* [DO THIS]
Locate each line of the records below that contains the word "light", and copy those lines out. Case counts.

* [SOURCE RECORDS]
"""

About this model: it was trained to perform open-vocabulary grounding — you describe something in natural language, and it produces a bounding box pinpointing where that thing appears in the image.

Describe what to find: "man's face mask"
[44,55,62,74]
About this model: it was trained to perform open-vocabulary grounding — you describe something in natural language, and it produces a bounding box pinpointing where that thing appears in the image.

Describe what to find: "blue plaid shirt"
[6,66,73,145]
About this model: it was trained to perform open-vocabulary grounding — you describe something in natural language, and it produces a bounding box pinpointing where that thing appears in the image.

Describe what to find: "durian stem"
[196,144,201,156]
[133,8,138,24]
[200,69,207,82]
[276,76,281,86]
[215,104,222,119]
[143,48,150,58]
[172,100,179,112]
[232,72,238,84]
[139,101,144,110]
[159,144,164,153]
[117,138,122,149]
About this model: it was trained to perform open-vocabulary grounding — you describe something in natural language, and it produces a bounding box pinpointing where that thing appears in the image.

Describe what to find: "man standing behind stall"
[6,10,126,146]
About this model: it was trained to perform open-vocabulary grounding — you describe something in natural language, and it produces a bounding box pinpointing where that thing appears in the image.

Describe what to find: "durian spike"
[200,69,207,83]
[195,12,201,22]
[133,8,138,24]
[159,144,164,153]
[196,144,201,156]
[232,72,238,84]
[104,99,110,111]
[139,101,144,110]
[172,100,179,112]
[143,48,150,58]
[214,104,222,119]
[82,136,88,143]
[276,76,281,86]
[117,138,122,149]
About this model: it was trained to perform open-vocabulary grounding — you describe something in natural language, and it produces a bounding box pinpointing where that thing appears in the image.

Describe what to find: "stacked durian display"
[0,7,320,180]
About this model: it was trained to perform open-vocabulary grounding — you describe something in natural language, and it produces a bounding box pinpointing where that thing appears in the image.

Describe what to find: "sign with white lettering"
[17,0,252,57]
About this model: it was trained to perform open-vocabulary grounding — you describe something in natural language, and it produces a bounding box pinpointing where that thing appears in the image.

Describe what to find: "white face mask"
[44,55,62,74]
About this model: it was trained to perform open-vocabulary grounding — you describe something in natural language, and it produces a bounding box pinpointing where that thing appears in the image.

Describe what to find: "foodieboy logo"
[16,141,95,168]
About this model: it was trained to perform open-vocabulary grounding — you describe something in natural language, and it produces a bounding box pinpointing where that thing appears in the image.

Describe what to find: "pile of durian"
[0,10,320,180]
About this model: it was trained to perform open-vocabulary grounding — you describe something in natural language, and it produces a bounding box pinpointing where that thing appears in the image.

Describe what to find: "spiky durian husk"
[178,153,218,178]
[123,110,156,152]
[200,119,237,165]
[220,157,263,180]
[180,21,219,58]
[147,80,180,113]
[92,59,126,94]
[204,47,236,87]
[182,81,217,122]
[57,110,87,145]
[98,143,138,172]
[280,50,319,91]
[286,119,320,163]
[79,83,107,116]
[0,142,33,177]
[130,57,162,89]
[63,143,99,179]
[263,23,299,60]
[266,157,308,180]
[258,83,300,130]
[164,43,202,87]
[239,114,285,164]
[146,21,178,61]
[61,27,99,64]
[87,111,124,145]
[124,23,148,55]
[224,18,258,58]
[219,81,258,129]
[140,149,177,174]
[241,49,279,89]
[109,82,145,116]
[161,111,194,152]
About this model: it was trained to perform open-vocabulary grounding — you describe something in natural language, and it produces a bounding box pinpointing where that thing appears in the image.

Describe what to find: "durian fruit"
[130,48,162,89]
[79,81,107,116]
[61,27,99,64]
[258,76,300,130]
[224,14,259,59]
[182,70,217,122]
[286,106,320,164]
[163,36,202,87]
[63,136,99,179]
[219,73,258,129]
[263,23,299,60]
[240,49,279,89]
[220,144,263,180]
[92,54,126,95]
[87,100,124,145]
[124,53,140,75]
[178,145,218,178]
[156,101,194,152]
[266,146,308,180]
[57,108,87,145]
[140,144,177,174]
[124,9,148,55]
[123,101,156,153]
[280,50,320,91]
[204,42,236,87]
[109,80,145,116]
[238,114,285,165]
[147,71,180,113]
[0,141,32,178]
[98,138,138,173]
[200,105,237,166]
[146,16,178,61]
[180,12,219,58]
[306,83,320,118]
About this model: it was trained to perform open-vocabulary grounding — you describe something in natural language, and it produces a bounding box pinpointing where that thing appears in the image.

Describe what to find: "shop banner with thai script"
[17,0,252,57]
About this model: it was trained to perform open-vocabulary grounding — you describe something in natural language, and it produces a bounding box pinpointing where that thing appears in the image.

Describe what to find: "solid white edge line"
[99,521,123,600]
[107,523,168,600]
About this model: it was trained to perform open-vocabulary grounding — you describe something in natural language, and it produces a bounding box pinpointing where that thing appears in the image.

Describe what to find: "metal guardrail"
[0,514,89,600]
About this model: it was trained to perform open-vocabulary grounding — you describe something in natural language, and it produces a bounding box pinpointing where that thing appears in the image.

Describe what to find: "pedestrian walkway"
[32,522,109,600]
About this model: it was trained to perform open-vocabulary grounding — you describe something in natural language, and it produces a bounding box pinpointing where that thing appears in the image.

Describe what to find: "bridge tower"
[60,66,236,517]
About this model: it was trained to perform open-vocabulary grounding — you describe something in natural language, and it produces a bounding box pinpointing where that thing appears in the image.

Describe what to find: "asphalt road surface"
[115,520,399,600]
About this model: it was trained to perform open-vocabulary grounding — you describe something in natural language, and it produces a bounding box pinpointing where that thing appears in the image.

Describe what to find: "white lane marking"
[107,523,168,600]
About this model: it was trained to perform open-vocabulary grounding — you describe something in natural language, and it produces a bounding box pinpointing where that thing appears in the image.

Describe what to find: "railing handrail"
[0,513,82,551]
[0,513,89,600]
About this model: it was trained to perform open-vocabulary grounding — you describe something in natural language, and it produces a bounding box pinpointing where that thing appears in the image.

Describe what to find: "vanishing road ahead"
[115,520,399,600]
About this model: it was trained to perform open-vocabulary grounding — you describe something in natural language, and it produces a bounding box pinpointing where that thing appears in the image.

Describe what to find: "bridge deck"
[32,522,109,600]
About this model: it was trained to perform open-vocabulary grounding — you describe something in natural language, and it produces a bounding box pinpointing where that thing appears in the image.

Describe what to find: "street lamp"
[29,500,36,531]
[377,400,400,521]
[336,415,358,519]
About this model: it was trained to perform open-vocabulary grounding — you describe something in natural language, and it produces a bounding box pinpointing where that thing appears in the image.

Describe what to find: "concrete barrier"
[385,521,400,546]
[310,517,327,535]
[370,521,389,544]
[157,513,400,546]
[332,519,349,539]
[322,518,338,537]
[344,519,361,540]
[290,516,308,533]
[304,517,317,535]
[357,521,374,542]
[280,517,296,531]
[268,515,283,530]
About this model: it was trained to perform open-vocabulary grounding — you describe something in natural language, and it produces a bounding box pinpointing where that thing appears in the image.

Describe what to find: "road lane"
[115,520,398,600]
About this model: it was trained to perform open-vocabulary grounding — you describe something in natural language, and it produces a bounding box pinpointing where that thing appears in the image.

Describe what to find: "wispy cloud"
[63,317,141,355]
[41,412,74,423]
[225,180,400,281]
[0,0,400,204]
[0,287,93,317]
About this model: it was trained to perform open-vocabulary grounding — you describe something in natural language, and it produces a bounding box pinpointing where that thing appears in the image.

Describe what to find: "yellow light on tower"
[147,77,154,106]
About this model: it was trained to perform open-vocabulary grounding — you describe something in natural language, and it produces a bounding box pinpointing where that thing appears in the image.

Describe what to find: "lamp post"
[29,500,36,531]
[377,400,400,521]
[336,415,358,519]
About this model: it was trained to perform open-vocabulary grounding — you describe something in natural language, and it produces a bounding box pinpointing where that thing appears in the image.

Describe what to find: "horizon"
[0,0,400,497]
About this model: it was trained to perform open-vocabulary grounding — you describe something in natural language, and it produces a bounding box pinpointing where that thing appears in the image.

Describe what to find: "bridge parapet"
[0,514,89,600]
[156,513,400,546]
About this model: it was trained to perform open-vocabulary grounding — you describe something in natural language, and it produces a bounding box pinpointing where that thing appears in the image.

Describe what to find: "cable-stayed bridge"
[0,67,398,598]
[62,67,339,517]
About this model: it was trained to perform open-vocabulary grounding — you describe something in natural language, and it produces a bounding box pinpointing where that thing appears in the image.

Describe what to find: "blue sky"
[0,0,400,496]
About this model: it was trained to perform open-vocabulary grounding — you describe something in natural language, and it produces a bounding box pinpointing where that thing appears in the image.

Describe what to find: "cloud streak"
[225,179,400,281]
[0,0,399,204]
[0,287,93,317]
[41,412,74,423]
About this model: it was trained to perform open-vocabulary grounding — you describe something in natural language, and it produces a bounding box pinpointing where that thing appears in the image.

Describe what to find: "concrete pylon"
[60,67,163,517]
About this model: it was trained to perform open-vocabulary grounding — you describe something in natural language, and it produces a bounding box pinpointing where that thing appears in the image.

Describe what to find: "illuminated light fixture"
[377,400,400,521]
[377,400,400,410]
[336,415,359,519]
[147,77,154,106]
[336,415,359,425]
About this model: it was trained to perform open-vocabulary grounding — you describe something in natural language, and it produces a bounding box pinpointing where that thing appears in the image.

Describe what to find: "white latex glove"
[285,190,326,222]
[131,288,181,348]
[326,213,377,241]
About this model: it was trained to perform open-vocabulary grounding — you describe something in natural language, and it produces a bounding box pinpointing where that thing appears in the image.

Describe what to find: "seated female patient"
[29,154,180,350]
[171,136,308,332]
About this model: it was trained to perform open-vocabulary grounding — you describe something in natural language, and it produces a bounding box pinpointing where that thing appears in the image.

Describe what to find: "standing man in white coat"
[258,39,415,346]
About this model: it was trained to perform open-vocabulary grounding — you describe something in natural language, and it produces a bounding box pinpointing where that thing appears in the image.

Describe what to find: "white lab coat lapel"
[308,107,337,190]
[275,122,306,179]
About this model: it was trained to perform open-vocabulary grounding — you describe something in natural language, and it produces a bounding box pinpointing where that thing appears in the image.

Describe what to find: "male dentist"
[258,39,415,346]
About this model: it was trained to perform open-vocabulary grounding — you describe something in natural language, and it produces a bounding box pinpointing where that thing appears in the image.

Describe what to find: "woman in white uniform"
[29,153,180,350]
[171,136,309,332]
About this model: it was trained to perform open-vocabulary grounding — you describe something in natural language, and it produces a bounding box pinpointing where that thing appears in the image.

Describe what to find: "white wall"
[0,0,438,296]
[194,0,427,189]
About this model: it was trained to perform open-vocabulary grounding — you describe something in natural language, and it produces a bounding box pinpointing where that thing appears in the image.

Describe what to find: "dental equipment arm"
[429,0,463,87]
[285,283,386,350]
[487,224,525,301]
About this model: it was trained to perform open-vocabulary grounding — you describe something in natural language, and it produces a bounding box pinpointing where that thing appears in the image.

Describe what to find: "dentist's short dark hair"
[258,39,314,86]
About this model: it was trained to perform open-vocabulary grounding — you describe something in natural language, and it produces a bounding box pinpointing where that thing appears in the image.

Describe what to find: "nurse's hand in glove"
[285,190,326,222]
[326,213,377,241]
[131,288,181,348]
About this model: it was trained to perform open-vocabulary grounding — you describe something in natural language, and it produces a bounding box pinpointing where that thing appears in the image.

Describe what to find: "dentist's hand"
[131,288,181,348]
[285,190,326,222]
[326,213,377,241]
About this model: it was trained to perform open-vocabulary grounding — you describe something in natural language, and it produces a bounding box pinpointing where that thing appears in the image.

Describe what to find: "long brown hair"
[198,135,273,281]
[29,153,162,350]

"""

* [RESULT FOR THIS EXERCISE]
Describe what to find: "yellow light on tower"
Describe what to find: "illuminated light fixture"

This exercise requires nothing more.